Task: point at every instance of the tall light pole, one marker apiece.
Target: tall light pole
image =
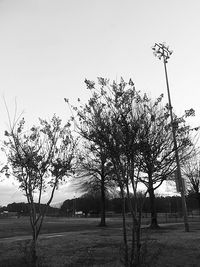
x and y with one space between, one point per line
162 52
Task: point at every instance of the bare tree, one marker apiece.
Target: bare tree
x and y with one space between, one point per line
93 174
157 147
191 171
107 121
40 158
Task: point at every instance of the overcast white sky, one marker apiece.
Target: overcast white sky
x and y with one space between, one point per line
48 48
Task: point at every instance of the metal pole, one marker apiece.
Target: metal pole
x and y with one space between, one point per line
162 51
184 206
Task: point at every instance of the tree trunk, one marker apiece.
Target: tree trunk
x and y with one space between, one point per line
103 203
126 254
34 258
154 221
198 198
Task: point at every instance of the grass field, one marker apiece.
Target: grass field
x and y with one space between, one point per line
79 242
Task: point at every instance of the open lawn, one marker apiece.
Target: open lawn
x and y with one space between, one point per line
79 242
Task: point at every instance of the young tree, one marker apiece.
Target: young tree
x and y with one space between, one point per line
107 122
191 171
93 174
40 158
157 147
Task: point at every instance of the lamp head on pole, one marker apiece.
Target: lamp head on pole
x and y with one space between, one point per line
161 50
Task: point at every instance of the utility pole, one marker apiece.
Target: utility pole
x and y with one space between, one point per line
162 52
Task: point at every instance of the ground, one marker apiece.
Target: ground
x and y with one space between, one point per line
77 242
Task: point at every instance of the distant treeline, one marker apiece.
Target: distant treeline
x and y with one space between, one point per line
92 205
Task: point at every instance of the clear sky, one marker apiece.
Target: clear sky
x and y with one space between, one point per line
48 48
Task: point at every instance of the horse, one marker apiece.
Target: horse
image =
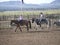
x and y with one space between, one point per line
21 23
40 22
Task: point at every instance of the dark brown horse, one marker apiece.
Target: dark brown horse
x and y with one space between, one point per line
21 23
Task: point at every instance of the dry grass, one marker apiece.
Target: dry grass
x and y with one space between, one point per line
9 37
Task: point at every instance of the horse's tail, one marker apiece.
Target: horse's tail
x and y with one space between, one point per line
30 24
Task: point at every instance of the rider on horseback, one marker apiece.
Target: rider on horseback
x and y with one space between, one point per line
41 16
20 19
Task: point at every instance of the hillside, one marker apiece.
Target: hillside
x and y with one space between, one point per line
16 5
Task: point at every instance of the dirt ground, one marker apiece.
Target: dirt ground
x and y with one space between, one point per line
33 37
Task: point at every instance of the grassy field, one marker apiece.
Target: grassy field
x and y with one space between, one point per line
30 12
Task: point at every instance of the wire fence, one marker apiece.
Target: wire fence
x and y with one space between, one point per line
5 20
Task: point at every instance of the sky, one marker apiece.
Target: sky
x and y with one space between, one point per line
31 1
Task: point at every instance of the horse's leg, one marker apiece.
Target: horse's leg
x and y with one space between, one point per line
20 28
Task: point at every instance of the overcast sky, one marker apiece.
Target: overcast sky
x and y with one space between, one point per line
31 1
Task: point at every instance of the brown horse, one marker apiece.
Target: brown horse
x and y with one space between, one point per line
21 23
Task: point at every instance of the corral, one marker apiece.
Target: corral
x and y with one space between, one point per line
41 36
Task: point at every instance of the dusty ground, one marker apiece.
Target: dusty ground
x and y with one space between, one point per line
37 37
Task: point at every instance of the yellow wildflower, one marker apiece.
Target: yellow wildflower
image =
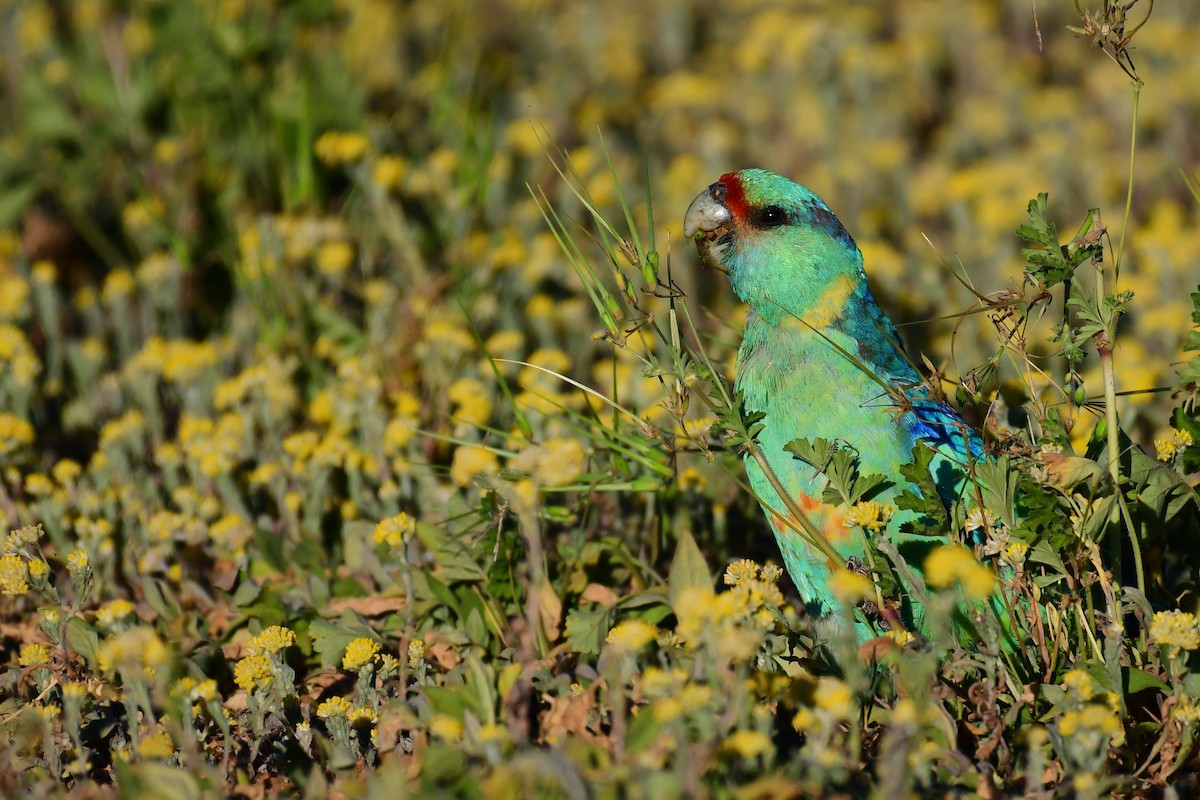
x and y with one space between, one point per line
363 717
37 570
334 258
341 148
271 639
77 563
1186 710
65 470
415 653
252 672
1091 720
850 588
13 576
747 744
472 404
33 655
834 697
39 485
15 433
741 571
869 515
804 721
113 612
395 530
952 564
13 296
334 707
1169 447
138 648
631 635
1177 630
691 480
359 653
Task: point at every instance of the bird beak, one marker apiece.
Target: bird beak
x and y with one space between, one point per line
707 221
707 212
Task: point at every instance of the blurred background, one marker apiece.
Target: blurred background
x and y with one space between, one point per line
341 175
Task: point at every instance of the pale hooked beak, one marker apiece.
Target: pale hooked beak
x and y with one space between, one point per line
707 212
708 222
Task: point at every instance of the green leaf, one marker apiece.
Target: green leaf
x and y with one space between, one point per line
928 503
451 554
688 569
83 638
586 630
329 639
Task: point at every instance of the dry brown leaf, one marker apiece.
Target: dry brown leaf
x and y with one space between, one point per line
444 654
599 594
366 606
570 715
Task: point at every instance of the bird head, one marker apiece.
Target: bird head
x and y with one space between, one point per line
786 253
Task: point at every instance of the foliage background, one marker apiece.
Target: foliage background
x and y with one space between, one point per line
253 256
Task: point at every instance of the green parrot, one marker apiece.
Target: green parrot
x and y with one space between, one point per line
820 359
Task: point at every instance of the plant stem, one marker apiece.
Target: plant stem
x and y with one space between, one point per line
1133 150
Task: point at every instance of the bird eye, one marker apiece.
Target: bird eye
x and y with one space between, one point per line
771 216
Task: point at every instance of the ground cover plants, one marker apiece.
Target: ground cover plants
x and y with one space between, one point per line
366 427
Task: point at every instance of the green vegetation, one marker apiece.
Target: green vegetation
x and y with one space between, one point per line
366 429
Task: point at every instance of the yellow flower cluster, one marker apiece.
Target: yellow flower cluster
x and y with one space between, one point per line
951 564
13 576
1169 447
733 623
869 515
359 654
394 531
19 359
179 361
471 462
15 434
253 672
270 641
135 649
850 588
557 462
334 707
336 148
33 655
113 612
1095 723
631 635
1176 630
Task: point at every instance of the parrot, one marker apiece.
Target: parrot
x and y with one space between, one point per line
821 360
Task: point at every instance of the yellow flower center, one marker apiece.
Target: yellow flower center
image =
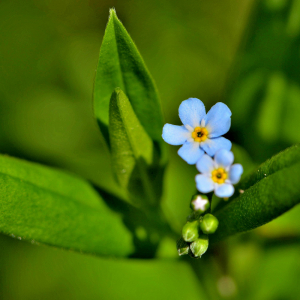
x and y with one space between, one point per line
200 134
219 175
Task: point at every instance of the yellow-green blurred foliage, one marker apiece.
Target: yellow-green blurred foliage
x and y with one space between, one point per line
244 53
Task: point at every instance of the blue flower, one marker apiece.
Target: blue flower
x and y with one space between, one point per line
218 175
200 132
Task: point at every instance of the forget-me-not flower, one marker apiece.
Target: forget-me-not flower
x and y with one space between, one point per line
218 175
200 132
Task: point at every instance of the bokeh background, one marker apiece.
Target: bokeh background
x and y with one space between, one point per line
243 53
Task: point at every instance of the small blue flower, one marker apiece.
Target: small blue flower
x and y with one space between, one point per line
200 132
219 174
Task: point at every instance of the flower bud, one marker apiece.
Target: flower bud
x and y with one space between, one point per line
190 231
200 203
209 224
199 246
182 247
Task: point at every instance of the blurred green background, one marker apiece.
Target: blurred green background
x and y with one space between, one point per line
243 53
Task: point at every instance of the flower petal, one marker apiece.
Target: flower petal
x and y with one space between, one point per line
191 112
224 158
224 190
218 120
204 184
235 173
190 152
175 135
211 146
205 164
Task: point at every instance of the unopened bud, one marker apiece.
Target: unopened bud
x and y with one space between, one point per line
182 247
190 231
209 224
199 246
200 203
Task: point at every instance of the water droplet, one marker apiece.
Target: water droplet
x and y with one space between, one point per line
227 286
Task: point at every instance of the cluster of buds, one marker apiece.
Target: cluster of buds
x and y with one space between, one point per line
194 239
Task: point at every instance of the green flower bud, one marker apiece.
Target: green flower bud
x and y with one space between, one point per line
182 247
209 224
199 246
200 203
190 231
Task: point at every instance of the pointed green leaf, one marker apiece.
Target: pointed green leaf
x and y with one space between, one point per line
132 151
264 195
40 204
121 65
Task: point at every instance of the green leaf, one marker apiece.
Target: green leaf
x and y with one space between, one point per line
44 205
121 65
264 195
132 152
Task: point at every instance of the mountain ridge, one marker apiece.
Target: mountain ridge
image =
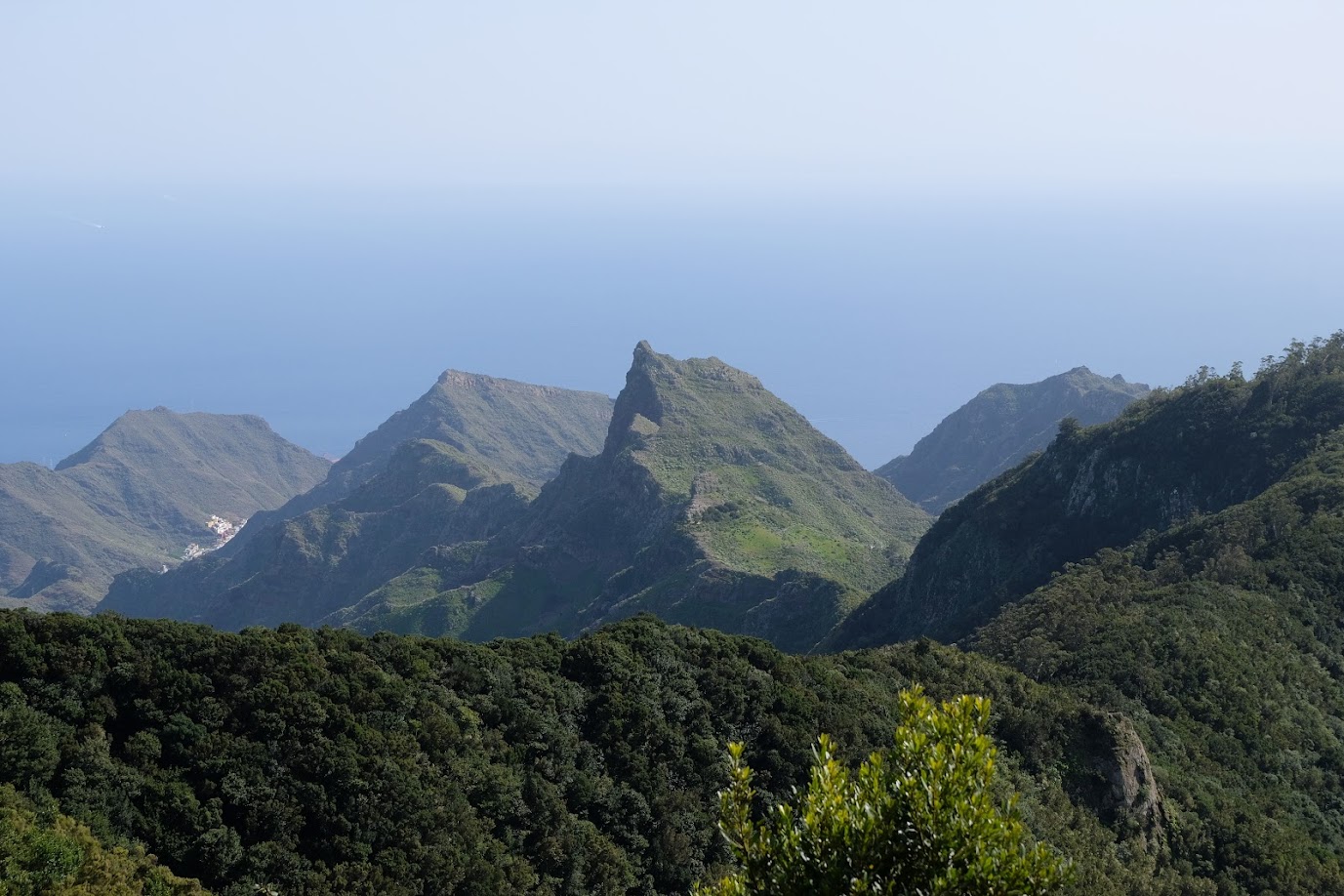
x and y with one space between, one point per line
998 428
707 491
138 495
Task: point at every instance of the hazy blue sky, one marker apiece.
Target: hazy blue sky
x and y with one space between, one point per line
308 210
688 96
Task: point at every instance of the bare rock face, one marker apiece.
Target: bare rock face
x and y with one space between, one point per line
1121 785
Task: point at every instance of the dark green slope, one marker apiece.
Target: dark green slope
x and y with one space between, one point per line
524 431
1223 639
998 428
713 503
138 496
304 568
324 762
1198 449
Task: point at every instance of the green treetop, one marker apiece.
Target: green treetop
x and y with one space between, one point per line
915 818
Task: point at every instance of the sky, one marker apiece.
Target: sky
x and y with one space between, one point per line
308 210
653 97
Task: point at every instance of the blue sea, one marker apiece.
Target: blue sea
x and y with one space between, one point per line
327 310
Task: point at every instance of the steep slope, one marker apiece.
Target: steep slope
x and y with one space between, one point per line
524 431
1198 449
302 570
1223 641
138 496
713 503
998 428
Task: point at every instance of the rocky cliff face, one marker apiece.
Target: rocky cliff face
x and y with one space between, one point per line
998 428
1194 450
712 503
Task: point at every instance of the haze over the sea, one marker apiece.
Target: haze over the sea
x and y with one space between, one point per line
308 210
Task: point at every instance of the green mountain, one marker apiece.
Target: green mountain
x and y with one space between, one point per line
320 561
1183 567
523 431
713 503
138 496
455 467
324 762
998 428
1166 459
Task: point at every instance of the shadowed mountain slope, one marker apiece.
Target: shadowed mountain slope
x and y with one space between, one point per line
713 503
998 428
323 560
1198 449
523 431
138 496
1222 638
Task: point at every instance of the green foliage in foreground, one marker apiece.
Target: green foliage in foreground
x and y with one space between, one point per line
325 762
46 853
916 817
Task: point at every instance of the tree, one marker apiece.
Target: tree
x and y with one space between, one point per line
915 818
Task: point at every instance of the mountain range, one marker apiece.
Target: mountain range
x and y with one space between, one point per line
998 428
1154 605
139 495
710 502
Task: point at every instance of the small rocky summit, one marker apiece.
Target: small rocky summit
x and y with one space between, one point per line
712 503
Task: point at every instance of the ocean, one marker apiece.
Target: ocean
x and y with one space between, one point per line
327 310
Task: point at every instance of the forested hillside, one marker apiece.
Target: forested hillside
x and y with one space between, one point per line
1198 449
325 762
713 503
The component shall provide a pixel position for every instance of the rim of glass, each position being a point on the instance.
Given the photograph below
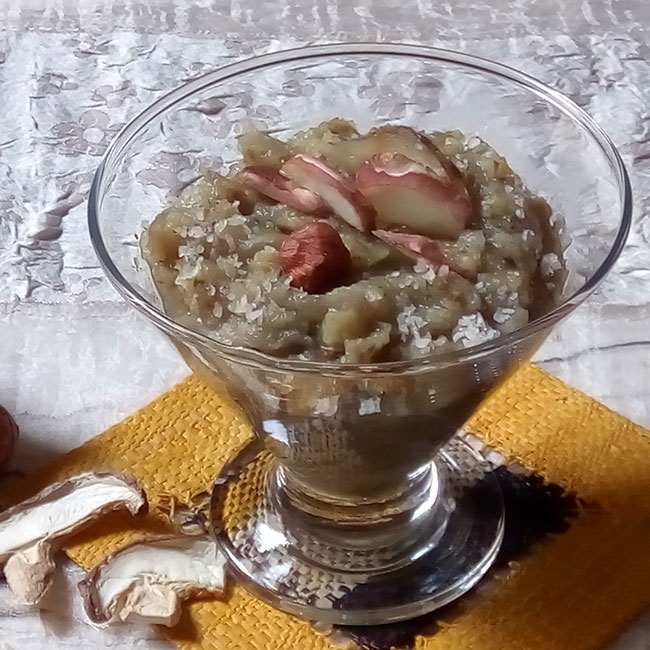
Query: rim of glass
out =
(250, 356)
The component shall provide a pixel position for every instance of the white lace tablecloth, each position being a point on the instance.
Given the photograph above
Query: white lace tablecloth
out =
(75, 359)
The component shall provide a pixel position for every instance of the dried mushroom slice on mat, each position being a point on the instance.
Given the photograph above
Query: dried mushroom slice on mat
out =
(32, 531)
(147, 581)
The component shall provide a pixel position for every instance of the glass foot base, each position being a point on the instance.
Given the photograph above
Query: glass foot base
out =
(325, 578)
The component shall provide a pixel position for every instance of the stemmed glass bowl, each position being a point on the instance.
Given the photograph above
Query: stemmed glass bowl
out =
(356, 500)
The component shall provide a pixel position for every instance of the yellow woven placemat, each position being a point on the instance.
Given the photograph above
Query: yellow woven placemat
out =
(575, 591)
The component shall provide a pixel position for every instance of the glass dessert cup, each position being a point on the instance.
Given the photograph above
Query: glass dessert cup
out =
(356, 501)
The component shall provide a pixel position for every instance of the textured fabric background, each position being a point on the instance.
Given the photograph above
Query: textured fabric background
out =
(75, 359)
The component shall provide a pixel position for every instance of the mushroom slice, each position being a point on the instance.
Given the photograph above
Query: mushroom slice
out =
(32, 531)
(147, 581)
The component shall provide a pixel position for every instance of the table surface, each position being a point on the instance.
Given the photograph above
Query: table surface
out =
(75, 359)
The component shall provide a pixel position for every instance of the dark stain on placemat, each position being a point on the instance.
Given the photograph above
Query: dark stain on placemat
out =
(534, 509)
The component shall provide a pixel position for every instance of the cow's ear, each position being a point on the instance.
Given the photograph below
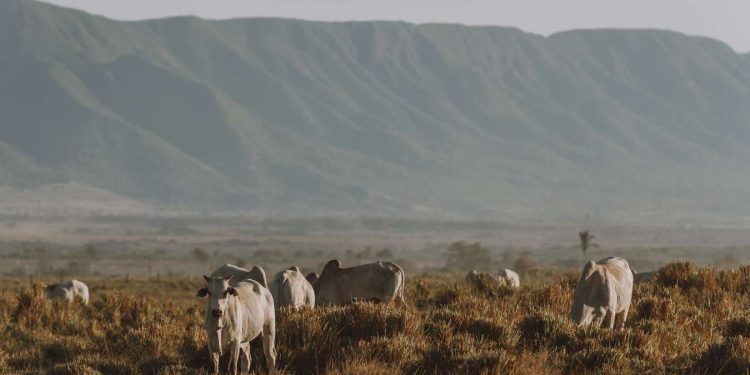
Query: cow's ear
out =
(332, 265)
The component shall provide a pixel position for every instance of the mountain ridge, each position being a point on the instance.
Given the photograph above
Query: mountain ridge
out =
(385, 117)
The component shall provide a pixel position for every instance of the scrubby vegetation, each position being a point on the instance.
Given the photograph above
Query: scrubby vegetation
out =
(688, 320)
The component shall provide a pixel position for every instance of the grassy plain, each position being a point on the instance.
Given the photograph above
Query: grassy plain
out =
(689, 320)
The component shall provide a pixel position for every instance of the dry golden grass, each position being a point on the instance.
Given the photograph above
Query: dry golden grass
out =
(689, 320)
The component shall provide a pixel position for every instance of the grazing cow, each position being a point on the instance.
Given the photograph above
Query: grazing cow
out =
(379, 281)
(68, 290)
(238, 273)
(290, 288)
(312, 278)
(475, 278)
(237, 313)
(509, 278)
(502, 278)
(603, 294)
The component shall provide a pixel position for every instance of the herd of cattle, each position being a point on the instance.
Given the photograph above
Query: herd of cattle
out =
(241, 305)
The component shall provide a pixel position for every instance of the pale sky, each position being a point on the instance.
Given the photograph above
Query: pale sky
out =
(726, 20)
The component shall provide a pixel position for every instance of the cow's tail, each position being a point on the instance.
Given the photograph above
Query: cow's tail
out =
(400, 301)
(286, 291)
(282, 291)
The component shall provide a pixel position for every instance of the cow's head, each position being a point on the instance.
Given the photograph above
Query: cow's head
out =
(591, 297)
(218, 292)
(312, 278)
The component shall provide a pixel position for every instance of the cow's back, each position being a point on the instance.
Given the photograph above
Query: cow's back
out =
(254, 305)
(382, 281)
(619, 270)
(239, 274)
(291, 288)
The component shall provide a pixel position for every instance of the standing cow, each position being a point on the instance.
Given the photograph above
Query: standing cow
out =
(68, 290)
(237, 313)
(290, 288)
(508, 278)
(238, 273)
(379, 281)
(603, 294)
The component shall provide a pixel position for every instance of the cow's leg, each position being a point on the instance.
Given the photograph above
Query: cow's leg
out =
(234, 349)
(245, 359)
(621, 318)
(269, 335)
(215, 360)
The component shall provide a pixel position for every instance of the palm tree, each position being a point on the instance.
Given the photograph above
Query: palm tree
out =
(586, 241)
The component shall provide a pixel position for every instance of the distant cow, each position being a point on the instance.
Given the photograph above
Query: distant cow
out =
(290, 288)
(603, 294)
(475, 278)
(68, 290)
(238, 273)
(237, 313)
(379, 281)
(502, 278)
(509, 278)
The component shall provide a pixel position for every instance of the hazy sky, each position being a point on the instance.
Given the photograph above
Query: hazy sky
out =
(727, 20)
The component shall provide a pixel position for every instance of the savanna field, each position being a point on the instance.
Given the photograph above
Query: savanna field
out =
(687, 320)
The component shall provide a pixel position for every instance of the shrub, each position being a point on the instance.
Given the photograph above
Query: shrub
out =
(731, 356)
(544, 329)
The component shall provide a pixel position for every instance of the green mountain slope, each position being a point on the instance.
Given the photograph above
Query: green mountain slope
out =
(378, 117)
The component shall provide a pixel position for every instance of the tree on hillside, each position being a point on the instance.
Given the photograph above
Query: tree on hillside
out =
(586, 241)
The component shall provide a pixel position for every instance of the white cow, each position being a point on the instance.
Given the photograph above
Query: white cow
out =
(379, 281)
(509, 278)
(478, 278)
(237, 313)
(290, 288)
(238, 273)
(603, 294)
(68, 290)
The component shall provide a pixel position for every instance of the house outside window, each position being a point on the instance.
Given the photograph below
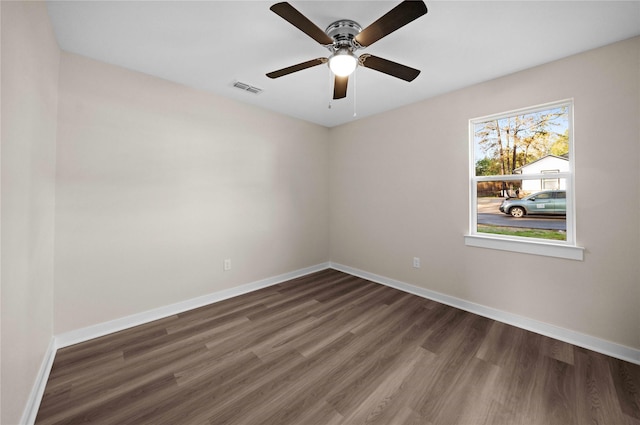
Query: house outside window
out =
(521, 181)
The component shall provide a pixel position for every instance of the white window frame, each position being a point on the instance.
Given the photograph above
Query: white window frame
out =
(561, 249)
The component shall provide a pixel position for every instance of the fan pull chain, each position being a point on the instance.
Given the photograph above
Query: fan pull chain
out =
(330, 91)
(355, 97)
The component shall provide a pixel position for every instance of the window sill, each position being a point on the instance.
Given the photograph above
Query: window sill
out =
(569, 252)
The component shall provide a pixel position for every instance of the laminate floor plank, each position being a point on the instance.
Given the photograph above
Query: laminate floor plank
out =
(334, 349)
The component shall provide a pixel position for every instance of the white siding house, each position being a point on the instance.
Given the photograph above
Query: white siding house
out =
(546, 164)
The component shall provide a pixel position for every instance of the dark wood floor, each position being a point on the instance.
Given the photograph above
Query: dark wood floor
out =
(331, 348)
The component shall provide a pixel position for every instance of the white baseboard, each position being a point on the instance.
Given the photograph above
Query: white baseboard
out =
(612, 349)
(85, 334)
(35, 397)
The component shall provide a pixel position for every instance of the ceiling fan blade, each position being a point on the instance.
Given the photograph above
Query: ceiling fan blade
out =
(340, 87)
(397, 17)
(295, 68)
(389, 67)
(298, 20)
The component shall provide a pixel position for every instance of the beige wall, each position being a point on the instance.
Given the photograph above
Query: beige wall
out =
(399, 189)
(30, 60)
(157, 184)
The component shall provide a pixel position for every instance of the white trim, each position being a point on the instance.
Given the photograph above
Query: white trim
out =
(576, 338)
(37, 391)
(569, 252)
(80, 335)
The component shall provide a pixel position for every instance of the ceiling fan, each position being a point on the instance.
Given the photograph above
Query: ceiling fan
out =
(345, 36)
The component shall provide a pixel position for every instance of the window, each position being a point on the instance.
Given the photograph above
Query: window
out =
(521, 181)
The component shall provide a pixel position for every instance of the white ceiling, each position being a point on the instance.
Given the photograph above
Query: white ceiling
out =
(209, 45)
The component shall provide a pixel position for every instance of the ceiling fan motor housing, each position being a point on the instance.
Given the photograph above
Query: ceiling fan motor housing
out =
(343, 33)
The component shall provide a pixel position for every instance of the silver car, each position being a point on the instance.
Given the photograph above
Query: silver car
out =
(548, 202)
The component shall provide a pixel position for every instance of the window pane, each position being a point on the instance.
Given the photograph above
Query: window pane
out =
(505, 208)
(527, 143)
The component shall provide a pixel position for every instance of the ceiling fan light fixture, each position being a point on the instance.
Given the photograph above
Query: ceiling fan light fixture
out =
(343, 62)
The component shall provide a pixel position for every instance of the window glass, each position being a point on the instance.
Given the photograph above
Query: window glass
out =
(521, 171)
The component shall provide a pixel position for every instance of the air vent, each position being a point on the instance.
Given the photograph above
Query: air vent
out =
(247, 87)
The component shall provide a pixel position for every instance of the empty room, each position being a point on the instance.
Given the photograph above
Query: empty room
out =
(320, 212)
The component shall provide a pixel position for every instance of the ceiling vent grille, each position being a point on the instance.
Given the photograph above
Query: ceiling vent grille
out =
##########
- _OBJECTIVE_
Scale the lines that begin at the one containing "of the silver" and stop after the last line above. Write all of them out again, requests included, with every coordinate in the answers multiplied by 1.65 and rounded to a whole number, halves up.

- _WRITTEN RESPONSE_
The component shall provide a pixel position for every instance of the silver car, each position being a point on the instance.
Given the photograph above
Query: silver car
out =
(904, 333)
The component shall provide a pixel position for every instance of the window pane, each position being a point on the instance.
Given the photograph above
Query: window pane
out =
(833, 343)
(870, 236)
The component shall provide a pixel position for every instance of the ceiling fan light fixture, each position being a point on the instance.
Given the photograph above
Query: ceiling fan light fixture
out =
(566, 102)
The component shall provide a pixel position for every instance of the window glass, each position being a point on the instance.
Given the photograph above
Query: window glass
out =
(860, 282)
The component shall provide a pixel position for every instance of the air vent, each position being a point on the instance.
Given the photograph above
Query: air vent
out =
(408, 144)
The component shall provide a pixel position for every instance of the empty room, each position being a point on the instance.
Given the photograph above
Query: empty room
out =
(528, 350)
The component shall provide a pixel position for every instance of the ceiling vent grille, each position being a point on the instance.
Given the photograph above
Query: ceiling vent grille
out =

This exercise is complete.